■ Work to do ■
1: Reproduce word for word the stretch of the Capitol Hill protest article from "FBI alum Clint" through "on social media.".
2: Please quote every line of the entries below without changes, leaving the pictures out of your answer.

■ Source text ■
Capitol hill protest
© AFP / Joseph PreziosoProtesters on Capitol Hill
Law enforcement is complaining about social media platforms' full-frontal assault on American political dissidents' freedom of speech, crying that removing so-called 'extremists' from the internet makes it harder to spy on them.

A former FBI profiler recently took to NBC to complain that while Big Tech restricting Americans' ability to freely communicate was all well and good, it was making it harder for the US intelligence apparatus to properly snoop on every aspect of these people's lives.

FBI alum Clint Van Zandt complained that a 70-year-old man involved in the raid on the Capitol earlier this month was totally unknown to the bureau, showing up with a truck full of Molotov cocktails, a rifle, and some "improvised grenades" unheralded by any sort of presence on social media.

Lonnie Coffman bambs capitol hill protest
Lonnie Coffman, who allegedly planned violence at the Capitol Hill demonstrations, was completely unknown to the FBI.
Lonnie Coffman, the man in question, had no criminal record or ties to any extremist groups, but "was struggling financially and fixated on right-wing views," Van Zandt explained, adding - in all seriousness - that the senior citizen was the sort of threat that keeps FBI agents "up at night."

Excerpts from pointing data
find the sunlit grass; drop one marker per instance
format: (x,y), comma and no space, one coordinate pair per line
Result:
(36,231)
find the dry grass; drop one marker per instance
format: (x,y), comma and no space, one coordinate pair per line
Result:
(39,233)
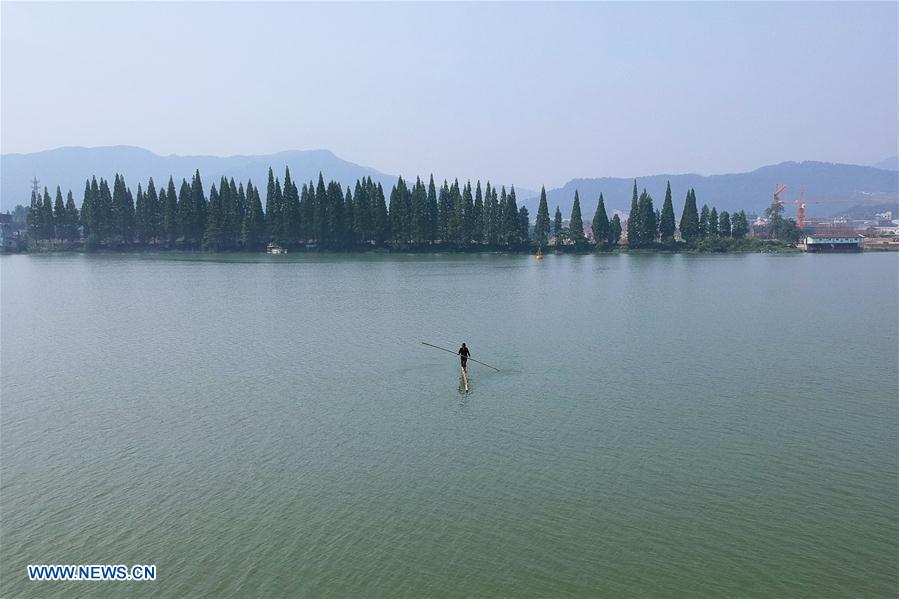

■ Written answers ■
1:
FBI alum Clint Van Zandt complained that a 70-year-old man involved in the raid on the Capitol earlier this month was totally unknown to the bureau, showing up with a truck full of Molotov cocktails, a rifle, and some "improvised grenades" unheralded by any sort of presence on social media.

2:
find the sunlit grass; drop one marker per instance
format: (x,y), comma and no space, one coordinate pair per line
Result:
(36,231)
find the dry grass; drop one marker per instance
format: (x,y), comma and no space, one coordinate pair per line
Result:
(39,233)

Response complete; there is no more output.